| UIT TE VOEREN TAKEN |
A: Beantwoord de volgende vragen over het tekstfragment, elk op een eigen regel.
(i) Op welke datum vond de controle plaats waarvan het college een rapport heeft overlegd?
(ii) Wie is volgens wat op de zitting bleek ter plaatse geweest?
(iii) Hoeveel foto's maakte de toezichthouder, en van welk deel van de woning?
B: Vertaal de zin "De rechtbank stelt vast dat het college van deze controlepogingen door de toezichthouder geen verslagen heeft overlegd." uit het tekstfragment in het Engels.

| TEKSTFRAGMENT |
______

Wat zijn onze afwegingen
Ondanks meerdere pogingen is het ons niet gelukt om een fysieke controle uit te voeren op het adres. We hebben dan ook geen overtreding(en) kunnen vaststellen. In het Basisregister Personen (BPR) staat enkel de heer [E] ingeschreven op het adres. Wij hebben momenteel geen enkele grond om over te gaan tot handhaven optreden en een last onder dwangsom op te leggen.’
4.4.
In de motivering van het bestreden besluit wordt benoemd dat er meerdere pogingen zijn gedaan om een fysieke controle uit te voeren. Het college heeft dat op zitting ook bevestigd. Daarnaast is op de zitting gebleken dat de politie ter plaatse is geweest. De rechtbank stelt vast dat het college van deze controlepogingen door de toezichthouder geen verslagen heeft overlegd. In zoverre is het voor de rechtbank niet controleerbaar of, en zo ja wanneer, deze pogingen zijn verricht. Ook van de politiecontroles zijn geen nadere stukken overlegd.
4.5.
Het enige controlerapport dat het college wel heeft overlegd, betreft een controle van 9 september 2021. De rechtbank overweegt dat deze controle zeer beperkt is, omdat de toezichthouder slechts een drietal foto’s van de buitenzijde van de woning heeft gemaakt en het Basisregister Personen heeft geraadpleegd. De toezichthouder is niet in de woning geweest. De rechtbank stelt dus vast dat er geen controle in de woning heeft plaatsgevonden, terwijl dat wel noodzakelijk is om vast te stellen of er sprake is van een overtreding. De afwijzing van de aanvraag is in feite slechts gebaseerd op een (gesteld) aantal pogingen van de toezichthouder om een controle uit te voeren in de woning en het raadplegen van de Basisregistratie Personen. Van de gestelde meerdere pogingen door de toezichthouder heeft het college slechts één rapport overlegd.
4.6.

______

| AANGELEVERD MATERIAAL |
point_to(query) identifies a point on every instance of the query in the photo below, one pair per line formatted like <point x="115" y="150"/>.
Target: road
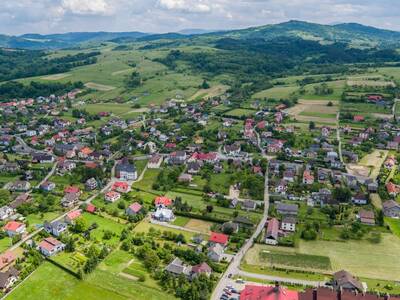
<point x="233" y="268"/>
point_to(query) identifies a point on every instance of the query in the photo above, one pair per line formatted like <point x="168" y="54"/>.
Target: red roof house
<point x="258" y="292"/>
<point x="163" y="201"/>
<point x="91" y="208"/>
<point x="219" y="238"/>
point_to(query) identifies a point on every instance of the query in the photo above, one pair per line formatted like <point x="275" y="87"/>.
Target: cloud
<point x="87" y="7"/>
<point x="186" y="6"/>
<point x="49" y="16"/>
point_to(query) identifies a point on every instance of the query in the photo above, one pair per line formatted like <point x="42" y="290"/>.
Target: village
<point x="233" y="195"/>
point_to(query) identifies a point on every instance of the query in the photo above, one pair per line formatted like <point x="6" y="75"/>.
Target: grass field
<point x="360" y="257"/>
<point x="50" y="282"/>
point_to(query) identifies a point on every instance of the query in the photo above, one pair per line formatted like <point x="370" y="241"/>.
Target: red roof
<point x="13" y="226"/>
<point x="74" y="214"/>
<point x="163" y="201"/>
<point x="71" y="189"/>
<point x="219" y="238"/>
<point x="258" y="292"/>
<point x="135" y="207"/>
<point x="90" y="208"/>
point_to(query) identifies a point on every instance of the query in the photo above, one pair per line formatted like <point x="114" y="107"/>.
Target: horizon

______

| ANTWOORDEN PER TAAK |
A:
(i) Op 9 september 2021.
(ii) De politie.
(iii) Een drietal foto's, van de buitenzijde van de woning.

B: The court finds that the board has not submitted any reports of these inspection attempts by the supervisory officer.